=== TEXT SEGMENT ===
──────────────────────────────

Skip to main content

Developing and presenting AI policies for the SIGCSE Technical Symposium (#1286)

Topics/tags: Generative AI, technical, SIGCSE TS

Although I’ve been doing my best to shed work, I still have some significant professional responsibilities. One of the most significant is that I am one of three Program Co-Chairs for the 2025 SIGCSE Technical Symposium on Computer Science Education (SIGCSE TS), the flagship conference on computer science education. It’s my second year serving as SIGCSE TS Program Co-Chair, so I’m building upon things I learned the first time through.

SIGCSE TS 2024 was the first SIGCSE TS since the large-scale arrival of generative AI, LLMs, and related technologies—things people often refer to as ChatGPT for short. And these technologies had many impacts on the conference.

It makes sense that generative AI plays a role in a CS education conference. Faculty should be asking what roles generative AI might play in CS education. For example, (how) should we be teaching students about coding with prompts? How much of the generative AI technology should we cover in our classes? How do we cover that technology? What should we teach students about the ethics of generative AI? Given that most generative AI tools can complete the introductory CS sequence, how do we help students understand why we ask them to solve problems on their own and not just use these tools? And there are many more.

Generative AI has also become a research tool. For example, can we train an LLM to provide hints for students or to generate new questions of similar difficulty? How good are those hints or questions?

Authors also use generative AI to help them write better. Not all computer scientists have substantial training in writing. SIGCSE TS is an international conference, so not all authors are native English speakers. New authors may not be used to the style of a CSEd conference (assuming there is such a style).

As you might expect, we encountered various issues relating to the use of generative AI. What kinds? Here are a few.

At least one set of authors used generative AI to write significant portions of a submission, leading to some wonderfully hallucinated references [1].

Some authors worried that one or more of the reviews they received was written using generative AI. When the authors contacted us directly, we had to try to determine what role generative AI played in the review.

Some reviewers raised appropriate concerns about research that involved custom LLMs that used copyrighted data scraped from the Interweb. These kinds of situations raise at least two questions for us as Program Chairs: Can we accept such papers, given that scraping copyrighted data is potentially illegal and may be unenthical [2]? If we reject some papers because the reviewers have raised these concerns, how do we reasonably ensure that all papers are treated equally?

Yeah, those seem to be the main ones. What are acceptable and unacceptable uses for writing with generative AI, whether it’s papers or reviews? What are acceptable uses of data for LLMs, whether it’s paper or reviews? How do we ensure uniform treatment of papers?

The Program Chairs tried asking about these issues. And, while there’s some guidance, such as The ACM Policy on Authorship, it does not answer questions about what data can be fed to an LLM.

In addition, the information about the policies there is scattered.

In preparing for this year’s SIGCSE TS, I thought it would be useful to clarify existing policies and to add advice on a few that extant policies failed to address.

I turn many things I write into musings. These should be no exception. Right? So here goes.

The advent of generative AI, large language models, and related technologies have created many opportunities for our community, both in support of new kinds of research and in helping improve writing. Along with the opportunities come some challenges, particularly regarding the appropriate use of these technologies.

──────────────────────────────

=== INSTRUCTIONS ===
1 - In the post about AI policies for SIGCSE TS, how many Program Co-Chairs does the 2025 symposium have?
2 - List each issue relating to generative AI that the post about AI policies for SIGCSE TS says the Program Chairs encountered at SIGCSE TS 2024.
3 - Continue the post about AI policies for SIGCSE TS, starting after its final sentence.
The entries come from a separate source, not from the post about AI policies for SIGCSE TS.

──────────────────────────────

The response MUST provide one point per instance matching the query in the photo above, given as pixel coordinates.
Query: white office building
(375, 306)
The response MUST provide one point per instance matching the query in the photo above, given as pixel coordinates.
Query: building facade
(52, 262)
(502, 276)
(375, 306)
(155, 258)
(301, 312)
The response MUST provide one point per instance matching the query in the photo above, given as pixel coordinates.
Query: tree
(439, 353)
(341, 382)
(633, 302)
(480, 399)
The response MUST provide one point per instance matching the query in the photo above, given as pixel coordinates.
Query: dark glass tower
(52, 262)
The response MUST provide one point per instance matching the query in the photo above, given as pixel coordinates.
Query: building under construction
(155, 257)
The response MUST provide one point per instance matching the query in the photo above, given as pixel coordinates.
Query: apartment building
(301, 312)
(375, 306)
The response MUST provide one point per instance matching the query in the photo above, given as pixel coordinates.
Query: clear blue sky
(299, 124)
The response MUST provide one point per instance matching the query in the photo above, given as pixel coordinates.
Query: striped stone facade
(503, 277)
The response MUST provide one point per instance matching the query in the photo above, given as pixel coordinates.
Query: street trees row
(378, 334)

──────────────────────────────

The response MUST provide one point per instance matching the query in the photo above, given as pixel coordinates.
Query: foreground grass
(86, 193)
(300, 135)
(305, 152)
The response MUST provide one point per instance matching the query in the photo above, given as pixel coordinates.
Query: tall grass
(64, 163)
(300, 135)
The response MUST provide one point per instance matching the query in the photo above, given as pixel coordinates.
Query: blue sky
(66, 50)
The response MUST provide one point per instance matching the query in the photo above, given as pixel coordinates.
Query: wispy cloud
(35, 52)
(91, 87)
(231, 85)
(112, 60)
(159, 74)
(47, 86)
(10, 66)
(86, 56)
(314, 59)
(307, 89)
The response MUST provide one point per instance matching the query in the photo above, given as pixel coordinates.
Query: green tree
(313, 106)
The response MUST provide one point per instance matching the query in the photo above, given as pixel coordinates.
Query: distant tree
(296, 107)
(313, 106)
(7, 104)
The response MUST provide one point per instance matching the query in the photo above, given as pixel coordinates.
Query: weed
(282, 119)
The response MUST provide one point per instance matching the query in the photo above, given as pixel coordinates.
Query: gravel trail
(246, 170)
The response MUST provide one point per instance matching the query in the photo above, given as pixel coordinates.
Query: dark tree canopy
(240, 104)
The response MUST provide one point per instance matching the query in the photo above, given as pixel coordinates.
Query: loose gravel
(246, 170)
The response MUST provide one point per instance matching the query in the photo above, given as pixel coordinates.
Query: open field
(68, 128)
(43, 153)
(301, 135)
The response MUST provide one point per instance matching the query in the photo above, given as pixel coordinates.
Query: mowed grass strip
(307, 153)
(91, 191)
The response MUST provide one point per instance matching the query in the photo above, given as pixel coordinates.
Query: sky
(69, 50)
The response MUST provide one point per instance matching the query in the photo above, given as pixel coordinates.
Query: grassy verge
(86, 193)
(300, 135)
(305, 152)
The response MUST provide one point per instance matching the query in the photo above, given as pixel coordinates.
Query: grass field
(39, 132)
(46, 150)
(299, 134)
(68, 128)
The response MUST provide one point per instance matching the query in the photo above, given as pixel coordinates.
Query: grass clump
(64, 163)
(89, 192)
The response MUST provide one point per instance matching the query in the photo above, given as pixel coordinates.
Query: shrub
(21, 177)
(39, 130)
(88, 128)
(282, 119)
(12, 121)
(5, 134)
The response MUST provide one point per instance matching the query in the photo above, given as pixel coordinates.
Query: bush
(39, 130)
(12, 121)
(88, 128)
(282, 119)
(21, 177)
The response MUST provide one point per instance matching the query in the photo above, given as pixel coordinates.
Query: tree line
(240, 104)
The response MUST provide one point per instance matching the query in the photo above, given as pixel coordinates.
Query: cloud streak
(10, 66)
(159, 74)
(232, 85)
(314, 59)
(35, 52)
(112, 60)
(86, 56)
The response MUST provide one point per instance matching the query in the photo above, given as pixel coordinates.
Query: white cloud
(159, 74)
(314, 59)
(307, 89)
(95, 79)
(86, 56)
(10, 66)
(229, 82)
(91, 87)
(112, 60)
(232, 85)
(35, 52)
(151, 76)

──────────────────────────────

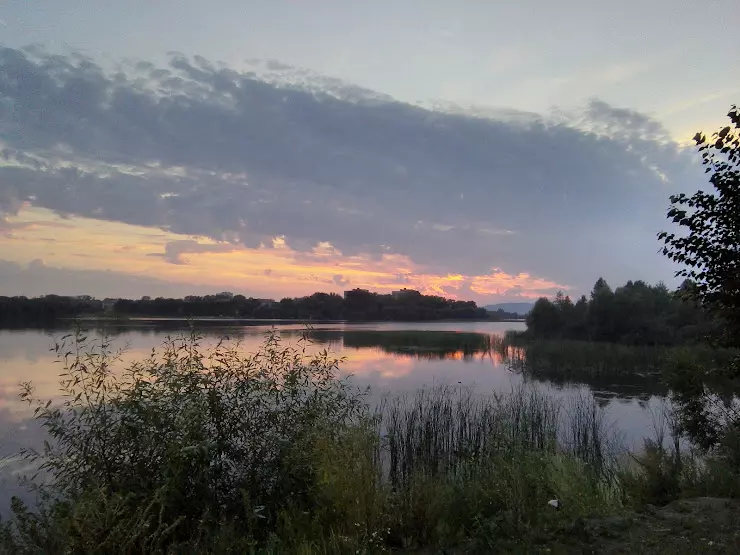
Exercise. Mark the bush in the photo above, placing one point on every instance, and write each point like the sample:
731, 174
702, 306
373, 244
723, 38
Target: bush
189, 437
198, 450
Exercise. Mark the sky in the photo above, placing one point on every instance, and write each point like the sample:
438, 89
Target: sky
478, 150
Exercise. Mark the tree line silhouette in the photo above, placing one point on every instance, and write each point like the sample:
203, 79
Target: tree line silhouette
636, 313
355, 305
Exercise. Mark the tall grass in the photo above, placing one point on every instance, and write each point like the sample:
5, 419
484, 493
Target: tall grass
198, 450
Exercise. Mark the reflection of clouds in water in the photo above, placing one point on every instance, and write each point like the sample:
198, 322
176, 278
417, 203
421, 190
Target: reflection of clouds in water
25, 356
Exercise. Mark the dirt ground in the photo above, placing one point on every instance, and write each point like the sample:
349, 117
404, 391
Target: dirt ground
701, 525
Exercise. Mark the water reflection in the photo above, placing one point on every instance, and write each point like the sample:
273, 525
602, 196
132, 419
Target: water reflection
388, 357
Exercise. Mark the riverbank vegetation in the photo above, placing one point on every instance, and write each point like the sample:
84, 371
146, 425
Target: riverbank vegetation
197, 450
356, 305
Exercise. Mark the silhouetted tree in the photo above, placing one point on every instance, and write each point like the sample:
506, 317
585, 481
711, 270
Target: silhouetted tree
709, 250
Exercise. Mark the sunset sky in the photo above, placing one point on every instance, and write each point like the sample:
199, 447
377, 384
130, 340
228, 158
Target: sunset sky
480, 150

──────────────────────────────

=== ANSWERS TO THE EXERCISE ===
1 - Three.

2 -
- At least one set of authors used generative AI to write significant portions of a submission, which led to hallucinated references.
- Some authors worried that one or more of their reviews had been written using generative AI.
- Some reviewers raised concerns about research involving custom LLMs that used copyrighted data scraped from the Interweb.

3 -
Using generative AI to support writing papers

The ACM Policy on Authorship indicates that

The use of generative AI tools and technologies to create content is permitted but must be fully disclosed in the Work. For example, the authors could include the following statement in the Acknowledgements section of the Work: ChatGPT was utilized to generate sections of this Work, including text, tables, graphs, code, data, citations, etc.). If you are uncertain about the need to disclose the use of a particular tool, err on the side of caution, and include a disclosure in the acknowledgements section of the Work.

We expect authors of SIGCSE TS papers to abide by these—and all—ACM guidelines.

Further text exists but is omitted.